How many lines in the records below contain the string "slab"? Case counts, so match capital and small letters exactly, and reply with the number alone.

**RECORDED INFORMATION**
☆ ☆ ☆ ☆ ☆

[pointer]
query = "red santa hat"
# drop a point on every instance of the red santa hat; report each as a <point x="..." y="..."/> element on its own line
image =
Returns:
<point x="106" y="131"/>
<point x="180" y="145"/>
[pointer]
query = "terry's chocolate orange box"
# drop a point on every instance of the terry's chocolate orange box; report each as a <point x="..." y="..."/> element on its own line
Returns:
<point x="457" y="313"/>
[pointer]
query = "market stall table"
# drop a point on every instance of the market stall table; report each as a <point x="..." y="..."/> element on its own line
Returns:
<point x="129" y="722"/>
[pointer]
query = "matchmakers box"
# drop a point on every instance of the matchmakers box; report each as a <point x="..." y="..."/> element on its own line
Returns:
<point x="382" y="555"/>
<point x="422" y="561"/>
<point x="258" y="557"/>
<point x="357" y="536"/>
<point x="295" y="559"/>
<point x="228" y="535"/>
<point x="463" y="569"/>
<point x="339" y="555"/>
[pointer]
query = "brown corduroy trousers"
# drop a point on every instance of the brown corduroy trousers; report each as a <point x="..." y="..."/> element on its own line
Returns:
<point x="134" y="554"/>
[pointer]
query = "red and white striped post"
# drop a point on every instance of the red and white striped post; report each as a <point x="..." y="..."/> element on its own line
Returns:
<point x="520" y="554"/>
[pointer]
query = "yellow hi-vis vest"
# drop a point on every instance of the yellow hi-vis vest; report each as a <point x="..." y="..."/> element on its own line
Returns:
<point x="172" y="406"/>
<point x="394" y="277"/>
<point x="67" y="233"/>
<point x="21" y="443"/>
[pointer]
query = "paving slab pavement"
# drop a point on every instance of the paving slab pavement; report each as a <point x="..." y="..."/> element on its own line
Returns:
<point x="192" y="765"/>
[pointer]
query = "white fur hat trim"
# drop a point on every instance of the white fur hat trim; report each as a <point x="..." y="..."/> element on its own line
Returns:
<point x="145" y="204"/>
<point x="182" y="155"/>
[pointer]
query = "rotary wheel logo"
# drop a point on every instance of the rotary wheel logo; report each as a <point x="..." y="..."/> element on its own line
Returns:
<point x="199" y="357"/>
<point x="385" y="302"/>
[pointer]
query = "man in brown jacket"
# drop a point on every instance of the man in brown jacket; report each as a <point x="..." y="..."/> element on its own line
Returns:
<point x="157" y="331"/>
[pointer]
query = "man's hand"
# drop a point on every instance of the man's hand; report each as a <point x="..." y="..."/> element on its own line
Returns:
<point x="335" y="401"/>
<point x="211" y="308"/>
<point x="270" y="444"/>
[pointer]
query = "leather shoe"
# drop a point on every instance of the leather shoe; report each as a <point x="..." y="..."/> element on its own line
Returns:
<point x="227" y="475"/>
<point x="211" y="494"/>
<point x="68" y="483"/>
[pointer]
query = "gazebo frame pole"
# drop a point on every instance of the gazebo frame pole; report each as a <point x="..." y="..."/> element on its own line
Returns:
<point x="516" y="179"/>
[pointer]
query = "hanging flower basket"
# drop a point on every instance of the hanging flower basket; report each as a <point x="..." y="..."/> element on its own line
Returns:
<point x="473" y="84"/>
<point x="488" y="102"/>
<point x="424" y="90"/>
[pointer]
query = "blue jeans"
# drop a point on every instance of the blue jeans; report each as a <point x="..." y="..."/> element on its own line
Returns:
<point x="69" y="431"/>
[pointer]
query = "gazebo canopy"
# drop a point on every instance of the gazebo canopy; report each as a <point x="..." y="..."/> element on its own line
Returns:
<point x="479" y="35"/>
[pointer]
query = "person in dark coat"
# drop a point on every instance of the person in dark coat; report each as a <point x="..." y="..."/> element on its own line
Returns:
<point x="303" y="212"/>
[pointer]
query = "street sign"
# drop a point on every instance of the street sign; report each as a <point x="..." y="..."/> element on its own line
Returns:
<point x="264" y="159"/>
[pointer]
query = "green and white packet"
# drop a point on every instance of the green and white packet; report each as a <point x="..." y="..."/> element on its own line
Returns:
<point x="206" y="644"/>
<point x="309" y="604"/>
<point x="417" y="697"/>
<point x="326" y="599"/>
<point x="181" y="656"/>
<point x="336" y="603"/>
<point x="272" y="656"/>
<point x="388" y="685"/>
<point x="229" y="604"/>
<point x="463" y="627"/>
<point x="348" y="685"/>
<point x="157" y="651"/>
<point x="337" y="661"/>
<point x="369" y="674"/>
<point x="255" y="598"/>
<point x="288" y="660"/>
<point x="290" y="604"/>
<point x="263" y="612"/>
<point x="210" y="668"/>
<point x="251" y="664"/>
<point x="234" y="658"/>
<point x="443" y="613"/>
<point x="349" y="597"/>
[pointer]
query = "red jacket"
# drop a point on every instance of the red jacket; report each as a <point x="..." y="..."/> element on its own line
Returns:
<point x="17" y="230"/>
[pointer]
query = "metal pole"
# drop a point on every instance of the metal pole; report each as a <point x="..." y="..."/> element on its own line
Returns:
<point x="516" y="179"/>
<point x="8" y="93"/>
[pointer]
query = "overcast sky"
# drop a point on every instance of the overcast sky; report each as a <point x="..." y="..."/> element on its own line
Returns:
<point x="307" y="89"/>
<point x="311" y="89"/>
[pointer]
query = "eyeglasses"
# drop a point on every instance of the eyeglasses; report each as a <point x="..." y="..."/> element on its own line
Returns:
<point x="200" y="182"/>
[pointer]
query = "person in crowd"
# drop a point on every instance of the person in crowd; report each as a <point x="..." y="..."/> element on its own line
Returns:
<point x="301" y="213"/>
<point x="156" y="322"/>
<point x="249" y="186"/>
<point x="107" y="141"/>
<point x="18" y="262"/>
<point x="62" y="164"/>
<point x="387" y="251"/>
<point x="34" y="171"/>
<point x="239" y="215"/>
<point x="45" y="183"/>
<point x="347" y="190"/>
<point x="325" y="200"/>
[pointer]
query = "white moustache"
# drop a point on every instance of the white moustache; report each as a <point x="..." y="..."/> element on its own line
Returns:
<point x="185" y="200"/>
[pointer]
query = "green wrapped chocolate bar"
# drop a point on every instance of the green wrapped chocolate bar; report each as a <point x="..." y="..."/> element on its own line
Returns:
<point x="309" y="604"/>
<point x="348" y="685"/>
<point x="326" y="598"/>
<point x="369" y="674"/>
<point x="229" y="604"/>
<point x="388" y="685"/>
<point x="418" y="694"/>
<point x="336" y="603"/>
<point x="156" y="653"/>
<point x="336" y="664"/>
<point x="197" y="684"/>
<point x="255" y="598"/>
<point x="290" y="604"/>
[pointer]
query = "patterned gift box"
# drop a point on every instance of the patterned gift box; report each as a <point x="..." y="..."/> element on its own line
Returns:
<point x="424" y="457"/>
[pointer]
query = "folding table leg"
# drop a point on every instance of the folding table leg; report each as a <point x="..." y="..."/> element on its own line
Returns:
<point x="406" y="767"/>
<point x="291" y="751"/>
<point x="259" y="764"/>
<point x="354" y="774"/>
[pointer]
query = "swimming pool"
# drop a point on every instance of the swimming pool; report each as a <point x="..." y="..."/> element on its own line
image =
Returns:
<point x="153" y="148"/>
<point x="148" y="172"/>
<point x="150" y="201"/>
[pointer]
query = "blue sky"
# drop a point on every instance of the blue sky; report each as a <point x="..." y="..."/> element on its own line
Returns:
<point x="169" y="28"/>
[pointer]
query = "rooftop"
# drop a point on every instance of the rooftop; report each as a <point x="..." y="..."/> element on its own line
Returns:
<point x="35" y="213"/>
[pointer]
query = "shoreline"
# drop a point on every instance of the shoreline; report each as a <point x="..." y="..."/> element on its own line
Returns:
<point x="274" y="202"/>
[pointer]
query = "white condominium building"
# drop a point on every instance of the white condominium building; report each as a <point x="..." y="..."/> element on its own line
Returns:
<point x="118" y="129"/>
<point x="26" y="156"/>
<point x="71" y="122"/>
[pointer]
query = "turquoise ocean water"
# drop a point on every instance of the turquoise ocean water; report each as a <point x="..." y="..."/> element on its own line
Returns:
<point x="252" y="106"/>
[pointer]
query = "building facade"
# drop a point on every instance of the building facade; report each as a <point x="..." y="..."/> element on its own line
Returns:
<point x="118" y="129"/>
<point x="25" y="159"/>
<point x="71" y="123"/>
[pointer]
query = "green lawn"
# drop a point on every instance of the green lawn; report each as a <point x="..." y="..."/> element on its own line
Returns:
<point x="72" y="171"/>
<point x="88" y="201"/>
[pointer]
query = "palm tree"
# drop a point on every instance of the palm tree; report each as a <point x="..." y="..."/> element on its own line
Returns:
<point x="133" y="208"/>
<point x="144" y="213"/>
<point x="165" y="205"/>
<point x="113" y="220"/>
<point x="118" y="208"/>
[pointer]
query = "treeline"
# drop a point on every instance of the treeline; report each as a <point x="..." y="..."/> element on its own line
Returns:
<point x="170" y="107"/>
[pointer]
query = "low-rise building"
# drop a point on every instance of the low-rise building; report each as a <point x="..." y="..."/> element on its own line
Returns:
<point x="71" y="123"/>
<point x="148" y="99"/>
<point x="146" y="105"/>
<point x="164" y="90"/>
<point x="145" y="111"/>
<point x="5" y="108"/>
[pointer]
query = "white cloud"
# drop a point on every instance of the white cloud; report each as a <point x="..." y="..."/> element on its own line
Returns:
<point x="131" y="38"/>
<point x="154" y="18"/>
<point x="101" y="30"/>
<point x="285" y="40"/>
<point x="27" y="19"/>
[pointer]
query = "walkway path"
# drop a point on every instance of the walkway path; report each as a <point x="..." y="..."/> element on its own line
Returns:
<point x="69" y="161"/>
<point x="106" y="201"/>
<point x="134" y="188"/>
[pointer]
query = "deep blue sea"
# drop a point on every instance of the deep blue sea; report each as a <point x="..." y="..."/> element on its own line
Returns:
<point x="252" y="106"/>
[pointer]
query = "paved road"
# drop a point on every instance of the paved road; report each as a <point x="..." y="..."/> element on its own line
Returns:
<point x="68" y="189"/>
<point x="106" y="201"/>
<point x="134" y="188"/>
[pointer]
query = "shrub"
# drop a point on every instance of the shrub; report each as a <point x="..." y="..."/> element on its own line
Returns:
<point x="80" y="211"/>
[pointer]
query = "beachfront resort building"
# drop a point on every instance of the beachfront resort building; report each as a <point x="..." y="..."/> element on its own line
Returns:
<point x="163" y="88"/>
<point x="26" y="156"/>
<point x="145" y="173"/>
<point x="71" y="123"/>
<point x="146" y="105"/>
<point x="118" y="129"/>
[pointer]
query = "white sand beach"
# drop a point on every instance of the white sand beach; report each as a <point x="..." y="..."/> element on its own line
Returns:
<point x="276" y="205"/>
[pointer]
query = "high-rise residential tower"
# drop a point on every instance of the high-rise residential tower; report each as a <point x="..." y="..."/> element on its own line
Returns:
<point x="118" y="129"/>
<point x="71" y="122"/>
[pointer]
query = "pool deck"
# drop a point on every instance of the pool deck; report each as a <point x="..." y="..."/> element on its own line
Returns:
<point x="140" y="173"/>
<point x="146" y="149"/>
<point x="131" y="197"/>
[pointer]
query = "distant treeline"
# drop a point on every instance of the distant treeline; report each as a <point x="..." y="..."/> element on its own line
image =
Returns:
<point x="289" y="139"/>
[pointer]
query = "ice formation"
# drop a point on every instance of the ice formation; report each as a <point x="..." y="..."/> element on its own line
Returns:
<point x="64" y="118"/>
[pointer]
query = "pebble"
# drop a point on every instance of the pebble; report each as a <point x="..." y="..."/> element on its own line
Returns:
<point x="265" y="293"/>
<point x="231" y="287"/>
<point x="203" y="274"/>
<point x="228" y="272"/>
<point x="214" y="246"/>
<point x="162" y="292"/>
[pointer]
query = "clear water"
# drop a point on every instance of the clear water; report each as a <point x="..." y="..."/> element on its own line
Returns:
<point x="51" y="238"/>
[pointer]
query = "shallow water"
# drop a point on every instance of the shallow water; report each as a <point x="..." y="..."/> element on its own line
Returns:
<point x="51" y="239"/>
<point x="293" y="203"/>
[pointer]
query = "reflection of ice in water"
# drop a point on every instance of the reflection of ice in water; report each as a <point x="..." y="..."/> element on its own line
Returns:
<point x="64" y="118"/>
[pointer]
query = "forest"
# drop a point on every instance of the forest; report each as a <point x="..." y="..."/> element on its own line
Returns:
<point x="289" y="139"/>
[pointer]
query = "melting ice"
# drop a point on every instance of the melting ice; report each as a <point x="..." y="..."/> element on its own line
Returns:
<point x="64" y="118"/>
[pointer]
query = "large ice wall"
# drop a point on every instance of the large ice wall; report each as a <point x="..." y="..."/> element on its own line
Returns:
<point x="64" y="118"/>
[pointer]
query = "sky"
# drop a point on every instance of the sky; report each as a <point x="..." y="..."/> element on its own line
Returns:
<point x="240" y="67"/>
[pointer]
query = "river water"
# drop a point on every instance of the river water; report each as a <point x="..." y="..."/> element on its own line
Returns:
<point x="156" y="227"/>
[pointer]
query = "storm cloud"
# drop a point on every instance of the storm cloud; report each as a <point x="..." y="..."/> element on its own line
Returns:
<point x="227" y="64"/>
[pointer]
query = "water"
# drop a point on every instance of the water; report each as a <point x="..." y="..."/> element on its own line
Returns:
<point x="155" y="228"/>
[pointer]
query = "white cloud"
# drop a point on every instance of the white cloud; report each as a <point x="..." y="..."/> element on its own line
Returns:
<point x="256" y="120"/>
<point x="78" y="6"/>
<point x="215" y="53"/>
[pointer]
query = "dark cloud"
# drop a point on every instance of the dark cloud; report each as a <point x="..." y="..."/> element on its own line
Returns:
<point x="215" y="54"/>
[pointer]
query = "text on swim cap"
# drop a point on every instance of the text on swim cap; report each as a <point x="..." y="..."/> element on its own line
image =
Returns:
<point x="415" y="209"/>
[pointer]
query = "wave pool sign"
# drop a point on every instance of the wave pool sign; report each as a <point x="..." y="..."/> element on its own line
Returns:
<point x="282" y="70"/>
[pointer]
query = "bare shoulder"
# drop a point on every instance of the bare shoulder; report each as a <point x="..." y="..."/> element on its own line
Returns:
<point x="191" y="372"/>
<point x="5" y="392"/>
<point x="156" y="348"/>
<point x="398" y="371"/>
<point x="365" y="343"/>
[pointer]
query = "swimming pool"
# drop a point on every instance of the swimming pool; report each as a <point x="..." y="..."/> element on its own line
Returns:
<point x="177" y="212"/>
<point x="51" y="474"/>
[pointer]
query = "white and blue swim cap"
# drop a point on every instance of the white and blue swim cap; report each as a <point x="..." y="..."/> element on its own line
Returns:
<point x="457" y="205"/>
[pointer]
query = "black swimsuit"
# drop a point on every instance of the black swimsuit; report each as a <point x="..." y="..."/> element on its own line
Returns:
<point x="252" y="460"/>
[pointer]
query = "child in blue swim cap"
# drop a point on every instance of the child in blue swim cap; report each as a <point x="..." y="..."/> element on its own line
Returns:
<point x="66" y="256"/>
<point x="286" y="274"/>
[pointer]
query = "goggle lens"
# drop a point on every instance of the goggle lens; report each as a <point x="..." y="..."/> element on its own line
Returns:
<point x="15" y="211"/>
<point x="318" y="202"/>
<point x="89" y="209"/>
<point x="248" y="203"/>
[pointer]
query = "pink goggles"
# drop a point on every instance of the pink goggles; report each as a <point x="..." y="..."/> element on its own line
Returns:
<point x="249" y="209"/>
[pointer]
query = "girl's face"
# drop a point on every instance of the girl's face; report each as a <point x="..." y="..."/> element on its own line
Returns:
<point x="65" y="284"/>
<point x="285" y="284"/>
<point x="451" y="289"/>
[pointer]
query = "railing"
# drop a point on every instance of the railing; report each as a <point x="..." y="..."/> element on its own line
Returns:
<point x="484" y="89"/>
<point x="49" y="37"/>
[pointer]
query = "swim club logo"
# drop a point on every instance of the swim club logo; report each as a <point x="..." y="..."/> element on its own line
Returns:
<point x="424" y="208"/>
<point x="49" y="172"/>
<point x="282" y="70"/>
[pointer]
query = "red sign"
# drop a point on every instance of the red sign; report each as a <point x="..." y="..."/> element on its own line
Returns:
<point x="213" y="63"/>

☆ ☆ ☆ ☆ ☆

**REPLY**
2